▸ **Given records**:

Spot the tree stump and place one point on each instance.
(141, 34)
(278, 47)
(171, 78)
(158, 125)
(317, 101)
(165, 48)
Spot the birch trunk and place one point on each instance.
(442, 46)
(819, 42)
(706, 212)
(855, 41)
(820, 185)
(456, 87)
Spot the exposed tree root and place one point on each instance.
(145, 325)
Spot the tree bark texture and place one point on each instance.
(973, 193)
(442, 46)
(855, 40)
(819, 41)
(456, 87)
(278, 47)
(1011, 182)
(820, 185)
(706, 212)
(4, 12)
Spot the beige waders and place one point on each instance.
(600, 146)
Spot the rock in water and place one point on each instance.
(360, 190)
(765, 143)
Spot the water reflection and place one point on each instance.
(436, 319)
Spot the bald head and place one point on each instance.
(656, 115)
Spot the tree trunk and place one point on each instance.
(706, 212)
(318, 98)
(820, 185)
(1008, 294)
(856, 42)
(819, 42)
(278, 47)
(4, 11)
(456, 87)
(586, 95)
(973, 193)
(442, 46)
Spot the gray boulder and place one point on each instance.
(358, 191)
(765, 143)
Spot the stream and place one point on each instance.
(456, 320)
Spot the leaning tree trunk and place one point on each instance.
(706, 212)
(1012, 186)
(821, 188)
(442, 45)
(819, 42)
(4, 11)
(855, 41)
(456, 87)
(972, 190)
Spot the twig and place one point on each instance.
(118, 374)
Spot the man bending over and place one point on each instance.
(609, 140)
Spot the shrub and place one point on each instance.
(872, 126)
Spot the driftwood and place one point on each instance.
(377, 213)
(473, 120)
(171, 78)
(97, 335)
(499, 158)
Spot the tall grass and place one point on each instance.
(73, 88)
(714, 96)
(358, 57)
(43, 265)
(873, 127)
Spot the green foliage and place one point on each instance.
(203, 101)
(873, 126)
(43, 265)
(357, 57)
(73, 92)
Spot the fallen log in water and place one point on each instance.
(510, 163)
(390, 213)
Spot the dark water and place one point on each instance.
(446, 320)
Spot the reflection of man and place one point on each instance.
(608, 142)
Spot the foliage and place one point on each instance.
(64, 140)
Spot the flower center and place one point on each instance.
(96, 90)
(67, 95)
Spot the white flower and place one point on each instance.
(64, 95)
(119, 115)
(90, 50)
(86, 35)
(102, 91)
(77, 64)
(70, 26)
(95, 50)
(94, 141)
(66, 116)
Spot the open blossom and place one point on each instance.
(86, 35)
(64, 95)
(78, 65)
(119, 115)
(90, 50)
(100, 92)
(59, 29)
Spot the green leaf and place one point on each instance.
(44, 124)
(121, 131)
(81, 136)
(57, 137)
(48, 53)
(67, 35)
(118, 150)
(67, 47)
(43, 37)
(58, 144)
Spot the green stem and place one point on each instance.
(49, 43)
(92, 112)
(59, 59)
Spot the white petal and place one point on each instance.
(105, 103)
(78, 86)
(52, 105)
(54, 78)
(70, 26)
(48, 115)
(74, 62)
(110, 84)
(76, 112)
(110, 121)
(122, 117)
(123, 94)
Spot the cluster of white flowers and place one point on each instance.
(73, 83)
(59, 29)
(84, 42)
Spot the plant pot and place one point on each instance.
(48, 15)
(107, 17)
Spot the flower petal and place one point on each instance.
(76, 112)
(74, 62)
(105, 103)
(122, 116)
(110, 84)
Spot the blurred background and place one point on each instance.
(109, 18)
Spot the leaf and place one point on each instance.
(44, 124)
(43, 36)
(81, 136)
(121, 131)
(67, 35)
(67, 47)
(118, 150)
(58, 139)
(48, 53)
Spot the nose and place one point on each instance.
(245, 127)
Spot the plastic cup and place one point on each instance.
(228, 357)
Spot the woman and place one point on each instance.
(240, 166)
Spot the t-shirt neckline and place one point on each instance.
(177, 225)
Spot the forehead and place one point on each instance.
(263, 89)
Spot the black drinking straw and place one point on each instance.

▸ **Required work**:
Rescale the listing above from the line containing "Spot the woman" through its last line, inclusive, and write out only those lines, requests included. Multiply every point coordinate by 1.45 and round each to a whole number, rounding halves up.

▸ **Solution to the exercise**:
Spot the woman and place one point on each instance.
(348, 241)
Spot the t-shirt neckline and place one point on each instance.
(257, 326)
Spot the forehead and place one point on each instance.
(381, 129)
Spot the black drinking straw and place one point on each instance.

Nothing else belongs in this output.